Retrieve each line that contains the word "Target" from the entries below.
*** Given data
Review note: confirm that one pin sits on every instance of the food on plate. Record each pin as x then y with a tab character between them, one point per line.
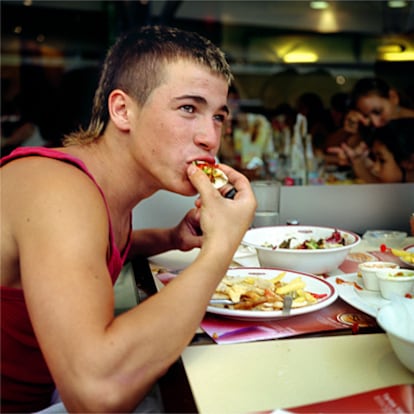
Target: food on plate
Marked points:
217	177
259	294
334	240
402	254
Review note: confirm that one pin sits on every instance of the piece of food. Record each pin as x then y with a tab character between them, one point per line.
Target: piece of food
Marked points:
259	294
334	240
403	254
217	177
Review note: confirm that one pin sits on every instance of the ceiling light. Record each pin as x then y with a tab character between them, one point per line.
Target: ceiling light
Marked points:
319	5
391	48
300	57
396	4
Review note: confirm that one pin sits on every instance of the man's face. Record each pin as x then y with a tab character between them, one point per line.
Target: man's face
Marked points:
181	122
******
**Answer space:**
Target: food on plate
Target: piece of food
Target: ceiling light
Target: man's face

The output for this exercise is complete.